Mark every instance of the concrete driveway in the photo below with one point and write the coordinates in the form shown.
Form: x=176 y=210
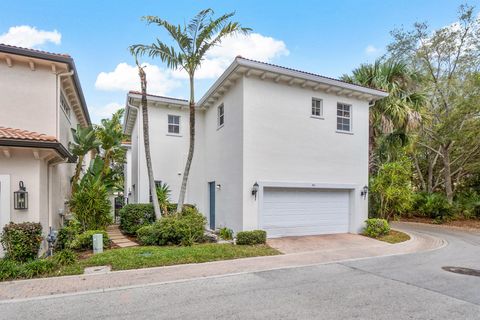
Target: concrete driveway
x=408 y=286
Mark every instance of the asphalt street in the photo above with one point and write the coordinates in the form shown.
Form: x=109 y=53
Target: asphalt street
x=412 y=286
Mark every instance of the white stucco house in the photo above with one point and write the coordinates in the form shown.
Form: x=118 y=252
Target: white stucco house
x=276 y=149
x=41 y=101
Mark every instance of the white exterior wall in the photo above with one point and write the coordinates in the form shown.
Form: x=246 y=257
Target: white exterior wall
x=283 y=143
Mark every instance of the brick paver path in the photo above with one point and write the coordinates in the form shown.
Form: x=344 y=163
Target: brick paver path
x=118 y=238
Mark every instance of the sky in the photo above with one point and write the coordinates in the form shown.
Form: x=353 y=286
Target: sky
x=330 y=38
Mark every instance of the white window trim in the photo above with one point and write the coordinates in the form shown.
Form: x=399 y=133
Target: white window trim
x=321 y=116
x=173 y=134
x=350 y=118
x=219 y=126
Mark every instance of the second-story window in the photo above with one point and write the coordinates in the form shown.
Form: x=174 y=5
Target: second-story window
x=173 y=124
x=221 y=115
x=317 y=107
x=344 y=117
x=64 y=105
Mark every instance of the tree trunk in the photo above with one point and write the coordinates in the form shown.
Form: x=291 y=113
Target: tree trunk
x=146 y=141
x=183 y=189
x=447 y=172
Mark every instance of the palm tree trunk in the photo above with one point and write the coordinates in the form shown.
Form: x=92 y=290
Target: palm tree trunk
x=183 y=189
x=146 y=141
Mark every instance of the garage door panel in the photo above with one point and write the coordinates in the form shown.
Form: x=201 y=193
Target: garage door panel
x=295 y=211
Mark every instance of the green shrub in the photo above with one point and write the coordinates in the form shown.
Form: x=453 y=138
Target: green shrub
x=226 y=233
x=84 y=241
x=251 y=237
x=391 y=190
x=22 y=240
x=65 y=257
x=147 y=236
x=376 y=228
x=183 y=228
x=135 y=216
x=91 y=206
x=67 y=234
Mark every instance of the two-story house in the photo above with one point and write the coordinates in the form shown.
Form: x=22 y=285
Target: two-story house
x=277 y=149
x=41 y=100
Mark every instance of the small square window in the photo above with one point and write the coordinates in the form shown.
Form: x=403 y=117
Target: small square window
x=221 y=115
x=317 y=107
x=173 y=124
x=344 y=117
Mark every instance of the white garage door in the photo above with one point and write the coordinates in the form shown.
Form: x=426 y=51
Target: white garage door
x=299 y=212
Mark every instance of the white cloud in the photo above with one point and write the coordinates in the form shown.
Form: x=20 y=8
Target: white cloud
x=371 y=50
x=29 y=37
x=125 y=77
x=106 y=111
x=253 y=46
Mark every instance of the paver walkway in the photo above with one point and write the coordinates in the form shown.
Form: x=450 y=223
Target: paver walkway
x=118 y=238
x=344 y=250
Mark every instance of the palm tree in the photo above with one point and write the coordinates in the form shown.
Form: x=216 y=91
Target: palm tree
x=392 y=118
x=146 y=136
x=202 y=33
x=84 y=140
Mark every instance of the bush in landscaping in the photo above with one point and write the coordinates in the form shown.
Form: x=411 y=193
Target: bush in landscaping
x=251 y=237
x=22 y=240
x=67 y=234
x=183 y=228
x=376 y=228
x=84 y=241
x=226 y=233
x=135 y=216
x=91 y=206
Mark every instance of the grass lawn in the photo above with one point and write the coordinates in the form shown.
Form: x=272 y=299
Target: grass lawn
x=394 y=236
x=145 y=257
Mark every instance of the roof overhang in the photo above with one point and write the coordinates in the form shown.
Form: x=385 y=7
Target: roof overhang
x=33 y=56
x=133 y=105
x=250 y=68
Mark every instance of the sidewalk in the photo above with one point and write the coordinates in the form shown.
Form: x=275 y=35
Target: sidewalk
x=24 y=289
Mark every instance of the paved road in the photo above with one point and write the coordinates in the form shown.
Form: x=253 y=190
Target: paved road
x=410 y=286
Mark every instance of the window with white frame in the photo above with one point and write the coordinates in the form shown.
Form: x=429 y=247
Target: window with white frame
x=344 y=117
x=64 y=105
x=173 y=124
x=317 y=107
x=221 y=115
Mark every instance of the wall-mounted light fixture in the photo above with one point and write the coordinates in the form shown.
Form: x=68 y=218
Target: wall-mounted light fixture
x=364 y=192
x=20 y=197
x=255 y=190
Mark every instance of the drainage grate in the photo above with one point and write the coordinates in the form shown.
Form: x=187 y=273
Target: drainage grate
x=465 y=271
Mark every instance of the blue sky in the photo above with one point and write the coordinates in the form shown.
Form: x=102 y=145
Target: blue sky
x=325 y=37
· · · · ·
## What you should do
Without including any picture, print every record exactly as written above.

## Answer section
Mark every instance of the concrete driveway in the photo below with one point and write the coordinates in the form shown.
Form: x=176 y=210
Target: concrete driveway
x=408 y=286
Mark every instance of the asphalt street in the photo above with one point and write the coordinates in the form shown.
Form: x=109 y=53
Target: asphalt street
x=412 y=286
Mark every instance of the white stucco house in the photo above with one point and write the coordinates in the form shown.
Form: x=118 y=252
Target: white stucco house
x=276 y=149
x=41 y=101
Mark every instance of the white exterior wall in the photo above with one point and write the coordinates in the form shown.
Form: x=246 y=257
Target: white exterior wall
x=283 y=143
Mark every instance of the brick paver path in the photo above with one point and write the coordinates in the form shown.
Form: x=344 y=163
Target: brick paver path
x=118 y=238
Mark every instance of the sky in the photo above with one point and write the coordinates in the form shown.
Form: x=353 y=286
Target: sky
x=330 y=38
Mark every instance of the white window trim in the photo above with one point and write the coordinates in the form shown.
Form: x=399 y=133
Target: white window trim
x=321 y=116
x=173 y=134
x=350 y=118
x=219 y=126
Mark every instance of the second-story window in the photo above with one point and write the coordinates in the form shown.
Form: x=174 y=5
Target: second-story window
x=173 y=124
x=221 y=115
x=317 y=107
x=344 y=117
x=64 y=105
Mark every instance of the tree trunk in the photo above with one point and write the coordinates in the form shown.
Form: x=291 y=113
Target: tree trunk
x=146 y=141
x=183 y=189
x=447 y=172
Mark every instance of the palm tree trunk in the photo above with one point and write the coordinates in the form shown.
Form: x=92 y=290
Target: palm tree trunk
x=183 y=189
x=146 y=141
Mark every instance of the garage door panel in the photo above with one point and write the coordinates in the form shown.
Form: x=201 y=193
Target: garage door panel
x=295 y=211
Mark every instance of the green shrub in the photo above with one point and write the coordinates in the form shown.
Form: x=453 y=138
Target: green shrub
x=226 y=233
x=84 y=241
x=251 y=237
x=391 y=190
x=22 y=240
x=65 y=257
x=147 y=236
x=376 y=228
x=183 y=228
x=135 y=216
x=91 y=206
x=67 y=234
Mark every instance of the two-story house in the photo above with one point and write the coordinates in the form shown.
Form: x=22 y=285
Target: two-story house
x=277 y=149
x=41 y=100
Mark every instance of the small square window in the photo above with one point and write the coordinates in the form shown.
Form: x=403 y=117
Target: small square window
x=221 y=115
x=317 y=107
x=173 y=124
x=344 y=117
Mark every instance of the white garage door in the photo above with one point and write the coordinates in the form shown.
Form: x=426 y=51
Target: white garage door
x=299 y=212
Mark every instance of the white cloud in the photo above with one point and write the coordinates in the form shown.
Form: x=20 y=8
Target: white cloud
x=371 y=50
x=29 y=37
x=125 y=77
x=106 y=111
x=253 y=46
Mark every instance of the paver walkway in the photo above with one point and write the coordinates in the form shown.
Form: x=450 y=223
Target: paver walkway
x=118 y=238
x=344 y=250
Mark every instance of the palm tree in the photo above with one point and write the coordinates in the form shown.
Form: x=216 y=91
Target: palm tree
x=392 y=118
x=146 y=136
x=202 y=33
x=84 y=140
Mark every instance of the bush in landscaping in the photo above with one point and write the coordinates in the form shown.
Form: x=411 y=193
Target: bush in landscaping
x=251 y=237
x=22 y=240
x=67 y=234
x=183 y=228
x=376 y=228
x=84 y=241
x=226 y=233
x=135 y=216
x=91 y=206
Mark every instance of the grass lawn in the photo above with one point and write the coordinates in the form shown.
Form: x=272 y=299
Target: grass lawn
x=394 y=236
x=145 y=257
Mark every instance of the roof overhang in the photo above with one point and write the coordinates in the form shown.
Form: x=385 y=7
Target: roof overhang
x=33 y=56
x=133 y=105
x=250 y=68
Mark every instance of the sidewalk in the photo above with one point and write the coordinates in the form shown.
Form: x=275 y=35
Target: sidewalk
x=24 y=289
Mark every instance of the paved road in the photo above with one point and write the coordinates in the form shown.
Form: x=253 y=190
Target: paved road
x=410 y=286
Mark every instance of the window with white frame in the photo above with one point and write the coordinates in the form shown.
Form: x=429 y=247
Target: window with white frame
x=344 y=117
x=64 y=105
x=173 y=124
x=317 y=107
x=221 y=115
Mark every instance of the wall-mounted light fixture in the photo above with one point and write the coordinates in the form shown.
Form: x=68 y=218
Target: wall-mounted light fixture
x=364 y=192
x=20 y=197
x=255 y=190
Mark every instance of the drainage grate in the photo above with one point and write the coordinates in the form shown.
Form: x=187 y=273
Target: drainage grate
x=465 y=271
Mark every instance of the blue sky in the photo above with one point and write the coordinates in the form shown.
Form: x=102 y=145
Target: blue sky
x=325 y=37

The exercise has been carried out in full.